-------- DOCUMENT SEGMENT

No deal! Oak Ridge lab vax plaintiffs resume legal fight

By ExchangeMonitor

The five remaining plaintiffs who sued, and then seemingly settled, a lawsuit over the Oak Ridge National Laboratory’s COVID-19 vaccination policy decided to stick with suing the lab.

“The parties wish to report to the Court that they were unable to resolve this case through mediation,” and will resume active litigation, lawyers for the lab employees and UT-Battelle, said in a June 7 status report filed in the U.S. District Court for Eastern Tennessee.

Attorneys representing the joint venture made up of the University of Tennessee and Battelle made the contractor’s “last, best and final” offer in May to end the legal battle that started nearly two years ago over workplace vaccination policy at the Department of Energy-owned lab.

After being unable to reach a settlement following the latest extension from U.S. District Judge Charles Atchley, the attorneys met June 6 and agreed to a timetable for resuming the lawsuit.

Any motions for summary judgment, which would allow the court to rule for one side or another without a full trial, “shall be filed as soon as possible, but no later than March 1, 2024,” according to the joint filing.

A trial would take probably about 10 days, according to the filing.

Mediator Chadwick Hatmaker, an attorney in the Knoxville area, filed a one-page form with the court on June 7, saying mediation was terminated without settlement. A telephone conference with Judge Atchley and the parties is scheduled this Wednesday, presumably to discuss details for resumption of the legal fight.

The remaining plaintiffs in the case are Jeffrey and Jessica Bilyeu, Stephanie Bruffey, Gregory Sheets and William Webb, according to the online court documents. A sixth plaintiff, Mark Cofer, dropped out of the litigation in May, according to online court documents.

The case dates back to October 2021 when the plaintiffs who had sought religious or medical exemptions from mandatory inoculation said the policy gave them little choice but to either take the COVID-19 shot or sacrifice their income from their national laboratory job.

Along the way, the employees returned to work after a restraining order in another federal court was issued. The administration of President Joe Biden this spring vacated the remaining COVID-19 vaccination rules for federal workers and contractors that were instituted during the pandemic.

----------------
-------- DATASET

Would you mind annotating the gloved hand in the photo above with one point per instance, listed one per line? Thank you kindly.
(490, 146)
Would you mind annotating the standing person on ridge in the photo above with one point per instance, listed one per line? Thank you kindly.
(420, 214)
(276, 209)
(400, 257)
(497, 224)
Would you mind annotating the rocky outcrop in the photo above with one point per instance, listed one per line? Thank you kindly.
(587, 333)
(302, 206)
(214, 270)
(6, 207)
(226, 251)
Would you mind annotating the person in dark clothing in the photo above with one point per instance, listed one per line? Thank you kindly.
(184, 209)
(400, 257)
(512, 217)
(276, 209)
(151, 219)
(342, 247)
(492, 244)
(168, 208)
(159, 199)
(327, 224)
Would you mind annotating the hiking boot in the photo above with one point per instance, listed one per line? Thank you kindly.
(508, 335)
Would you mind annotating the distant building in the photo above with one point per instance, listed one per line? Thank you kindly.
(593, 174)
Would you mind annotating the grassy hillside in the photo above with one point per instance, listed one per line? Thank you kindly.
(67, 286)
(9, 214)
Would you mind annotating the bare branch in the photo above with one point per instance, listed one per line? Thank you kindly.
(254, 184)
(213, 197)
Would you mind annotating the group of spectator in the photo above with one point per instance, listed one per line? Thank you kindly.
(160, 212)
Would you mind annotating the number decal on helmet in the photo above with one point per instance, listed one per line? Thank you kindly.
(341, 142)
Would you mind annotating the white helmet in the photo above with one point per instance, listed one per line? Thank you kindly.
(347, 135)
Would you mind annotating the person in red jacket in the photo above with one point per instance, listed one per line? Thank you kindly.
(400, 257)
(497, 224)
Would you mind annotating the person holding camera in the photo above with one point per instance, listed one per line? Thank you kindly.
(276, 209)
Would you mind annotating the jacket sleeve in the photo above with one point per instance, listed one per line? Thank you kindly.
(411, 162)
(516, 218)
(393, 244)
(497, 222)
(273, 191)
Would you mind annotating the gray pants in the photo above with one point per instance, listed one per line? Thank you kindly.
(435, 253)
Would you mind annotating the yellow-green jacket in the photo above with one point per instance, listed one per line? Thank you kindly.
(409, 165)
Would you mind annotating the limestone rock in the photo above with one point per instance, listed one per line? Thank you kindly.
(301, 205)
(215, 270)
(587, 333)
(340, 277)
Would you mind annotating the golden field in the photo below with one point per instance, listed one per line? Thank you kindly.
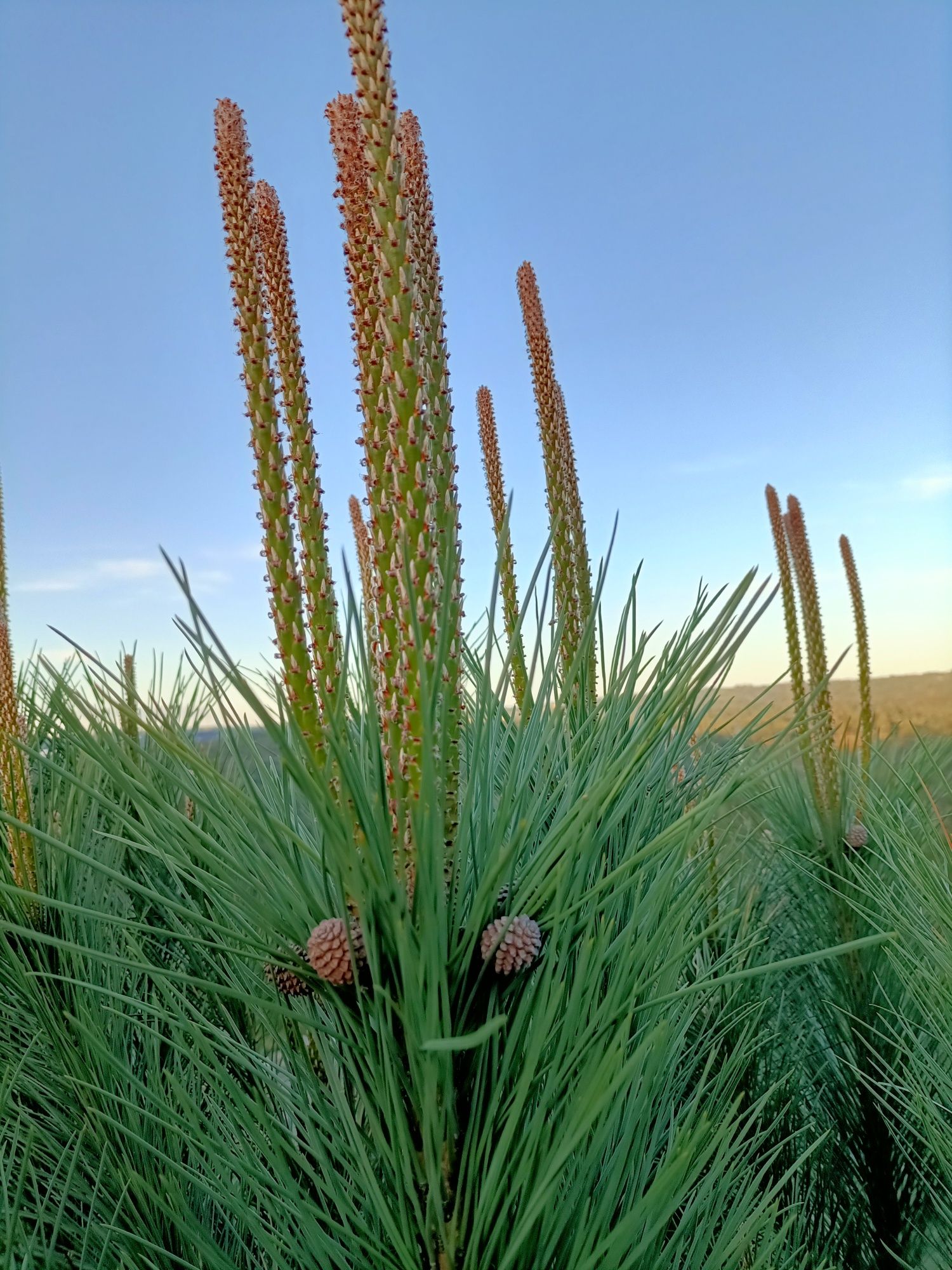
(902, 703)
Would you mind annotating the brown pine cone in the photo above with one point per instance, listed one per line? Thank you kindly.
(519, 947)
(329, 953)
(857, 836)
(286, 981)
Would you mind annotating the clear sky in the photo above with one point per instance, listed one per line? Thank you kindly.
(739, 215)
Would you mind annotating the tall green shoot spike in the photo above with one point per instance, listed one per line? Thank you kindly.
(235, 187)
(15, 774)
(440, 431)
(790, 622)
(409, 565)
(384, 636)
(863, 645)
(309, 511)
(822, 717)
(582, 563)
(496, 488)
(130, 716)
(553, 438)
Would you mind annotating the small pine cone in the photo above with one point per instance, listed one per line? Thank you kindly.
(286, 981)
(520, 946)
(857, 836)
(329, 953)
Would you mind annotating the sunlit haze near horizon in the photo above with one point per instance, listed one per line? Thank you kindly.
(739, 215)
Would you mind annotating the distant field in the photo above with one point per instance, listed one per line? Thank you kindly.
(902, 703)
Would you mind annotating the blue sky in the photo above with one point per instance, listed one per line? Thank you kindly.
(739, 214)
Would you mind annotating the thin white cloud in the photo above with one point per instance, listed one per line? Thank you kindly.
(927, 486)
(714, 464)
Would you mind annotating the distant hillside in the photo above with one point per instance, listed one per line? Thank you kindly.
(901, 702)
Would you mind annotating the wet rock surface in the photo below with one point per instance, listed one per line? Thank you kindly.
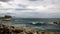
(4, 29)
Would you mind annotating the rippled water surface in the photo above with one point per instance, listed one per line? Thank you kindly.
(40, 24)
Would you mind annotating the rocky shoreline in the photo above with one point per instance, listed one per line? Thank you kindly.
(4, 29)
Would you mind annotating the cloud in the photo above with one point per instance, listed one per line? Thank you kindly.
(4, 0)
(31, 8)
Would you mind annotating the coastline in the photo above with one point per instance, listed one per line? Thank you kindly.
(6, 29)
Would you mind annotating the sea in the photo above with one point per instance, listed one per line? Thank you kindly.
(40, 24)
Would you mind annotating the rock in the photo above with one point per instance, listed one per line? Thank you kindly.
(4, 29)
(57, 22)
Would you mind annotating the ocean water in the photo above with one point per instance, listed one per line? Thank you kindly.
(40, 24)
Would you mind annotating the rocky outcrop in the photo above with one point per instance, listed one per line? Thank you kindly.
(57, 22)
(6, 18)
(4, 29)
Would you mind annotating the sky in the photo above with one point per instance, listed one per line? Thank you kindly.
(30, 8)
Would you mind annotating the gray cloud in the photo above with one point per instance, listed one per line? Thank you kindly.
(4, 0)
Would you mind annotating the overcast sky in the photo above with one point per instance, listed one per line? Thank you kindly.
(30, 8)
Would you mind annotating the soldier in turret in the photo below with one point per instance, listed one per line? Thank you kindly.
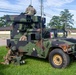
(30, 10)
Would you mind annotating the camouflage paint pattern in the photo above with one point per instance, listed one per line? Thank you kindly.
(35, 45)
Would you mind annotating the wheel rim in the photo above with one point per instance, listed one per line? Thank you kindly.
(57, 59)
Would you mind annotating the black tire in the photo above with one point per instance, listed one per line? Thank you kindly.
(59, 59)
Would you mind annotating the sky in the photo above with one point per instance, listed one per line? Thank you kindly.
(50, 7)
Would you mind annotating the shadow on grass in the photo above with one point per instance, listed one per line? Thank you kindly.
(38, 59)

----------------

Transcribe the entire news article about the Oak Ridge lab vaccination lawsuit with no changes. The material has no connection to the news article.

*WRITTEN RESPONSE*.
No deal! Oak Ridge lab vax plaintiffs resume legal fight

By ExchangeMonitor

The five remaining plaintiffs who sued, and then seemingly settled, a lawsuit over the Oak Ridge National Laboratory’s COVID-19 vaccination policy decided to stick with suing the lab.

“The parties wish to report to the Court that they were unable to resolve this case through mediation,” and will resume active litigation, lawyers for the lab employees and UT-Battelle, said in a June 7 status report filed in the U.S. District Court for Eastern Tennessee.

Attorneys representing the joint venture made up of the University of Tennessee and Battelle made the contractor’s “last, best and final” offer in May to end the legal battle that started nearly two years ago over workplace vaccination policy at the Department of Energy-owned lab.

After being unable to reach a settlement following the latest extension from U.S. District Judge Charles Atchley, the attorneys met June 6 and agreed to a timetable for resuming the lawsuit.

Any motions for summary judgment, which would allow the court to rule for one side or another without a full trial, “shall be filed as soon as possible, but no later than March 1, 2024,” according to the joint filing.

A trial would take probably about 10 days, according to the filing.

Mediator Chadwick Hatmaker, an attorney in the Knoxville area, filed a one-page form with the court on June 7, saying mediation was terminated without settlement. A telephone conference with Judge Atchley and the parties is scheduled this Wednesday, presumably to discuss details for resumption of the legal fight.

The remaining plaintiffs in the case are Jeffrey and Jessica Bilyeu, Stephanie Bruffey, Gregory Sheets and William Webb, according to the online court documents. A sixth plaintiff, Mark Cofer, dropped out of the litigation in May, according to online court documents.

The case dates back to October 2021 when the plaintiffs who had sought religious or medical exemptions from mandatory inoculation said the policy gave them little choice but to either take the COVID-19 shot or sacrifice their income from their national laboratory job.

Along the way, the employees returned to work after a restraining order in another federal court was issued. The administration of President Joe Biden this spring vacated the remaining COVID-19 vaccination rules for federal workers and contractors that were instituted during the pandemic.